Records from a data source:
——————

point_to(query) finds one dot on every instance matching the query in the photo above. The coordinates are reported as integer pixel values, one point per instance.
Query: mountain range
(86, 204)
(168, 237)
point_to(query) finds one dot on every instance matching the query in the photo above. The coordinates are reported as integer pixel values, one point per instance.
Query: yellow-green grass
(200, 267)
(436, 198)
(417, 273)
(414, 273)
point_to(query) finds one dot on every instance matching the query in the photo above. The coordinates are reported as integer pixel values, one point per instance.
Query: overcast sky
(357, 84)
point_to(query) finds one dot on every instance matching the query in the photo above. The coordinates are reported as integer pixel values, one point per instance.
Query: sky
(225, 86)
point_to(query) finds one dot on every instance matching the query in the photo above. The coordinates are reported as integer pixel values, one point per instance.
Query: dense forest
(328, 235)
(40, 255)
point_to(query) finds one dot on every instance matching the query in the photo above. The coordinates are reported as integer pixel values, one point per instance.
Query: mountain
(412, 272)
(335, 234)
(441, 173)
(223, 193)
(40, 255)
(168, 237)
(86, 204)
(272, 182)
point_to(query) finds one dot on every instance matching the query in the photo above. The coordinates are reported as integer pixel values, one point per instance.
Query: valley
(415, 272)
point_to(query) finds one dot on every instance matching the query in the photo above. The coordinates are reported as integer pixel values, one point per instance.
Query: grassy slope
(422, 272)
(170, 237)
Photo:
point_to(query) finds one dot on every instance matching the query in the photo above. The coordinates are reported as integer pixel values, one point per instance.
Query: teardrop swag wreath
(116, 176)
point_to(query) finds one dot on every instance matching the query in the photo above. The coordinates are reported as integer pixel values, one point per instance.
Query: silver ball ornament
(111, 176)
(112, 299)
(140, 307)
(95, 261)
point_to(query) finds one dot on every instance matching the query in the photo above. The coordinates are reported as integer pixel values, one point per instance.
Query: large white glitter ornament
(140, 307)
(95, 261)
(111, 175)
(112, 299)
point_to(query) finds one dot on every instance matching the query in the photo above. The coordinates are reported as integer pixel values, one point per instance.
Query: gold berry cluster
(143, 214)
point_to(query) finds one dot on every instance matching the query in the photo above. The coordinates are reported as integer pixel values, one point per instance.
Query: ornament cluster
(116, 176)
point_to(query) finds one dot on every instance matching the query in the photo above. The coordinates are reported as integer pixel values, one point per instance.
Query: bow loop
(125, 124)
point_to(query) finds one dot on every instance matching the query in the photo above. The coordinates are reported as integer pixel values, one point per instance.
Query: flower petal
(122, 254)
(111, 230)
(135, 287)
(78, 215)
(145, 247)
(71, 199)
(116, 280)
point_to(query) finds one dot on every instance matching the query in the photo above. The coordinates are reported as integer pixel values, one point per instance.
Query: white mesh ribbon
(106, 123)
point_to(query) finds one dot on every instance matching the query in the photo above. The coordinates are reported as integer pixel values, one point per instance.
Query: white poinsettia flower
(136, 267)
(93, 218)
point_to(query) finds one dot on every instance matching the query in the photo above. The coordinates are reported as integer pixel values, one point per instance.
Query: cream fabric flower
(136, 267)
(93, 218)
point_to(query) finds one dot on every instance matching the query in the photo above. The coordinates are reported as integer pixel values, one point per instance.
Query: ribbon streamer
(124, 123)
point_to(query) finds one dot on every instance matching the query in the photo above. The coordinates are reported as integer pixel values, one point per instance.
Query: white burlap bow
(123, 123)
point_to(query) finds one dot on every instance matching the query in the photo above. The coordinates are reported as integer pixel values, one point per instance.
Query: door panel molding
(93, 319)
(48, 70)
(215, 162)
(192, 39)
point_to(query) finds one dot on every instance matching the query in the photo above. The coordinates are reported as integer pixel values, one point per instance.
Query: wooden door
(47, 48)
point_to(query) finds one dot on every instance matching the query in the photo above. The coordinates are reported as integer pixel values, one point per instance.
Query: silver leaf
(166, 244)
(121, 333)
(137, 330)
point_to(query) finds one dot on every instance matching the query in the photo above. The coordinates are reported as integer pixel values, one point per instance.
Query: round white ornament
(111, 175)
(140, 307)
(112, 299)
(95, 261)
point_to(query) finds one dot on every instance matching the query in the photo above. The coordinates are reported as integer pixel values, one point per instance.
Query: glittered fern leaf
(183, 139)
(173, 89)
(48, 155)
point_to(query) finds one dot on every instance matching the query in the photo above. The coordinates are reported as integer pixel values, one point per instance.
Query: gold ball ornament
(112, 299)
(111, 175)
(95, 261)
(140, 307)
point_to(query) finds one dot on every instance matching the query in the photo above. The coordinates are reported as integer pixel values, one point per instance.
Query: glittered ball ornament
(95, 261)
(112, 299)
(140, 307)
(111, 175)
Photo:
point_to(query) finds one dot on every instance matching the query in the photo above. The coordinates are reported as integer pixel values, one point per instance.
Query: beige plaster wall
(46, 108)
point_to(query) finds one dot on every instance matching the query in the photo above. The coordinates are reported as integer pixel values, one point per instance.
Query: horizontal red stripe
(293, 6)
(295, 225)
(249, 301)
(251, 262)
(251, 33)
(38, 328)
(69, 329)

——————

WORK TO DO → Write out the material exactly as given.

RESULT OF THIS EXERCISE →
point_to(query) finds one dot on every instance matching the query in the photo above. The coordinates are reported as integer pixel values, one point per instance.
Query: mountain range
(86, 204)
(168, 237)
point_to(query) finds one dot on every instance matching the query in the photo above. The coordinates are reported as integer pixel values, one point per instance.
Query: yellow-green grass
(200, 267)
(436, 198)
(417, 273)
(414, 273)
point_to(query) finds one dot on every instance matching the query in the photo above. The coordinates are reported as integer pixel values, one point per instance.
Query: overcast sky
(357, 84)
point_to(query) finds one dot on every instance matching the query in the photo above. The coordinates are reported as integer pixel values, one point per instance.
Query: sky
(225, 86)
point_to(query) finds one dot on every instance matching the query in the photo above. The coordinates are reported as integer pixel values, one point per instance.
Query: dense forest
(328, 235)
(40, 255)
point_to(query) finds one dot on every instance matching the query in the photo above. The coordinates are reported as integer pixel values, one point per instance.
Query: mountain
(412, 272)
(335, 234)
(441, 173)
(223, 193)
(40, 255)
(168, 237)
(86, 204)
(272, 182)
point_to(query) finds one dot on every instance matching the query in the photo above. The coordinates are reported as integer pixel values, one point per instance.
Query: valley
(415, 272)
point_to(query) finds one dot on every instance matching the query in the photo above. The coordinates are reported as integer pixel values, one point per instance.
Query: grassy slope
(422, 272)
(170, 237)
Photo:
point_to(query) finds one dot on every instance matching the query in the photo above. The coordinates are reported as integer pixel values, one point per instance.
Query: teardrop swag wreath
(116, 176)
point_to(query) finds one dot on every instance matching the query in the photo above. The coordinates are reported as integer pixel values, one point per instance.
Query: silver ball ornament
(111, 176)
(112, 299)
(140, 307)
(95, 261)
point_to(query) finds one dot on every instance matching the query in the photo above. The coordinates are reported as integer pixel values, one point per instance.
Query: large white glitter ornament
(140, 307)
(95, 261)
(111, 175)
(112, 299)
point_to(query) finds one dot on every instance matching the query in the photo above. The coordinates are reported as integer pixel values, one point per instance.
Query: gold berry cluster
(143, 214)
point_to(query) finds one dot on every instance matching the query in the photo above. The coordinates are reported as integer pixel values, one point per instance.
Query: ornament cluster
(116, 176)
point_to(query) finds one dot on every instance matching the query in the photo above. The coordinates are reported as integer pixel values, one point per instance.
Query: bow loop
(125, 124)
point_to(query) finds one dot on every instance matching the query in the photo above. The coordinates are reported as integer pixel values, one point per instance.
Query: flower petal
(122, 254)
(111, 230)
(135, 287)
(78, 215)
(145, 247)
(71, 199)
(116, 280)
point_to(query) finds one dot on every instance matching the query in the photo above. The coordinates are reported as integer pixel values, one point per instance.
Query: white mesh ribbon
(106, 123)
point_to(query) finds one dot on every instance matching the query in the photo above. The coordinates are reported as integer pixel values, one point per instance.
Query: white poinsettia flower
(136, 267)
(93, 218)
point_to(query) finds one dot on every instance matching the query in the photo above. The coordinates are reported as integer pixel values, one point per instance.
Query: cream fabric flower
(136, 267)
(93, 218)
point_to(query) finds one dot on every instance matching the query in the photo above. The coordinates are reported as integer pixel values, one point per instance.
Query: ribbon streamer
(124, 123)
point_to(query) finds one dot on every instance matching the query in the photo above. The coordinates are reported as integer pixel values, one point per instance.
Query: white burlap bow
(123, 123)
point_to(query) finds one dot on every instance matching the query in the photo above. The coordinates are reported as integer pixel values, one point per instance.
Query: door panel molding
(93, 319)
(48, 70)
(215, 162)
(192, 39)
point_to(query) finds one dot on every instance matching the query in the photo above. The coordinates are reported as integer pixel values, one point per instance.
Query: wooden door
(47, 48)
point_to(query) finds one dot on every instance matching the query in the photo above. The coordinates are reported as integer pixel values, one point per instance.
Query: silver leaf
(166, 244)
(121, 333)
(137, 330)
point_to(query) finds one dot on every instance matching the query in the photo above. The coordinates are reported as integer pixel values, one point per instance.
Query: round white ornament
(111, 175)
(140, 307)
(112, 299)
(95, 261)
point_to(query) finds one dot on every instance matching the query in the photo above. The coordinates are reported as integer pixel values, one point per instance.
Query: glittered fern leaf
(183, 139)
(173, 89)
(48, 155)
point_to(query) finds one dot on every instance matching the query in the photo above. The coordinates are reported as integer pixel values, one point per instance.
Query: gold ball ornament
(112, 299)
(111, 175)
(95, 261)
(140, 307)
point_to(query) finds one dot on every instance matching the query in the photo above. The coordinates are reported as integer pixel values, one point per instance.
Query: glittered ball ornament
(95, 261)
(112, 299)
(140, 307)
(111, 175)
Photo:
point_to(query) finds one dot on every instance matching the query in the photo above. The coordinates are reported as integer pixel values, one point per instance.
Query: beige plaster wall
(46, 108)
point_to(query) finds one dot on every instance matching the query in the photo above. The coordinates are reported as integer pixel values, one point per instance.
Query: horizontal red stripe
(293, 6)
(295, 225)
(249, 301)
(251, 262)
(251, 33)
(38, 328)
(69, 329)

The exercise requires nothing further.